WORK REQUIRED
In your copy, include every line of the listing below exactly but none of the pictures.
====== EXERCISE DATA ======
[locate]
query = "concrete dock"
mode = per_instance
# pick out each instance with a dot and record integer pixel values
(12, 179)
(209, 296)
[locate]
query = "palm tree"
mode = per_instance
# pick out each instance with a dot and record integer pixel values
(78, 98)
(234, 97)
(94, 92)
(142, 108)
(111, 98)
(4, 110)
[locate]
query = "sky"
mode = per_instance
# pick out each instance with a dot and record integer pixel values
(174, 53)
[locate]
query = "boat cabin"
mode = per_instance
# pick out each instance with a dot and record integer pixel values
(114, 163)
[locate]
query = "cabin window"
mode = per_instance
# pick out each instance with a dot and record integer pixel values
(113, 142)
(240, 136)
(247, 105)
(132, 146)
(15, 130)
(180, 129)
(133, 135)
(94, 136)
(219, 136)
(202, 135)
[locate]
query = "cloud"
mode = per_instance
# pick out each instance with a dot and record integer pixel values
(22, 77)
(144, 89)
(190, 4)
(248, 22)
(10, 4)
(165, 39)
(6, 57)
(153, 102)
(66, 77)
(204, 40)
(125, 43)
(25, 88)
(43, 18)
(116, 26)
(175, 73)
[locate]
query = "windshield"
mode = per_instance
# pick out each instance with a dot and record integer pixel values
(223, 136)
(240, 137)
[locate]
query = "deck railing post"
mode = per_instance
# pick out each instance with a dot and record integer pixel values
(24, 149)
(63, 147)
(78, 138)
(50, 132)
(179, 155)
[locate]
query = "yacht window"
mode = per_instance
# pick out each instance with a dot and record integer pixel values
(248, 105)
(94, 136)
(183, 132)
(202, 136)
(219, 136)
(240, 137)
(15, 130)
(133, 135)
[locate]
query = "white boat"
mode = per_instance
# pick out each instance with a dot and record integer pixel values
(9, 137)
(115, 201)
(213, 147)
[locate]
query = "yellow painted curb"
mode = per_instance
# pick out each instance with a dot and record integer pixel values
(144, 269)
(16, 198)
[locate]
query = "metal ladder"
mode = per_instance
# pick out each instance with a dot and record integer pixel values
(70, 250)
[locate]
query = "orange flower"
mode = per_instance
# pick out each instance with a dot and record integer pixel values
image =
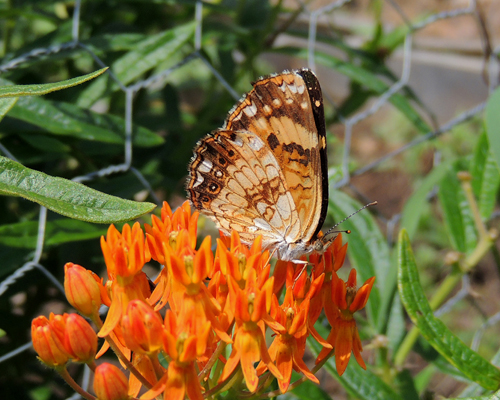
(124, 255)
(251, 311)
(288, 347)
(110, 383)
(142, 328)
(183, 345)
(47, 343)
(124, 252)
(80, 340)
(84, 290)
(163, 236)
(344, 335)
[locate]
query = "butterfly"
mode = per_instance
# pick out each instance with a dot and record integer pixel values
(265, 171)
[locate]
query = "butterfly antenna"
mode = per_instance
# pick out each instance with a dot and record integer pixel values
(373, 203)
======
ANSWER FOR THE TASK
[locate]
query = "concrete dock"
mode = per_instance
# pick out each instance with a dot and record integer pixel values
(12, 179)
(209, 296)
[locate]
query = "palm tree"
mode = per_instance
# pick out each instance with a dot and record integer pixel values
(78, 98)
(234, 97)
(94, 92)
(142, 108)
(111, 98)
(4, 110)
[locate]
query = "sky"
mode = per_instance
# pick out each instance with a dot and record integer pixel values
(174, 53)
[locate]
query = "boat cabin"
mode = per_instance
# pick out each instance with a dot and record integer pixel values
(114, 163)
[locate]
query = "cabin window"
mode = per_instance
# pick out each instance with a dot and record integer pixel values
(113, 142)
(240, 136)
(247, 105)
(132, 146)
(15, 130)
(180, 129)
(133, 135)
(94, 136)
(219, 136)
(202, 135)
[locate]
query = "cloud"
mode = per_instance
# pick out each instance with a dot and record integer pixel values
(22, 77)
(144, 89)
(190, 4)
(248, 22)
(10, 4)
(165, 39)
(6, 57)
(153, 102)
(66, 77)
(204, 40)
(125, 43)
(25, 88)
(43, 18)
(116, 26)
(175, 73)
[locate]
query = "windshield"
mode = per_instance
# pick out each instance with a dot and record integer pixel values
(223, 136)
(240, 137)
[locate]
query = "deck railing post"
mode = per_instance
# pick out each instance with a dot and record integer pixel values
(24, 149)
(63, 147)
(78, 138)
(50, 132)
(179, 155)
[locate]
query = "yacht window"
mode = per_instance
# pick out each instance with a dot and record integer pixel values
(248, 105)
(94, 136)
(183, 132)
(202, 136)
(219, 136)
(240, 137)
(15, 130)
(133, 135)
[locate]
query = "white boat"
mode = per_instance
# pick out each instance with a dot and record integer pixel values
(9, 137)
(115, 201)
(213, 147)
[locate]
query = "yellow painted curb"
mode = per_instance
# pick out each instance with a dot and record integer pixel values
(144, 269)
(16, 198)
[locate]
query = "metal ladder"
mode = per_instance
# pick out each instance with a dot and record integer pixel values
(70, 250)
[locate]
query = "orange flower"
mode = per_instance
# pick out each instance with a dot and record integer pixel values
image =
(124, 255)
(251, 311)
(288, 347)
(110, 383)
(142, 328)
(183, 345)
(47, 343)
(124, 252)
(80, 340)
(84, 290)
(163, 236)
(344, 335)
[locate]
query = "butterfly"
mode = per_instance
# pick out each instance with a dot and record integer pixel values
(265, 171)
[locate]
query = "butterfly antenna"
mode = per_instance
# pick out each instance with a dot and record integer pixel values
(373, 203)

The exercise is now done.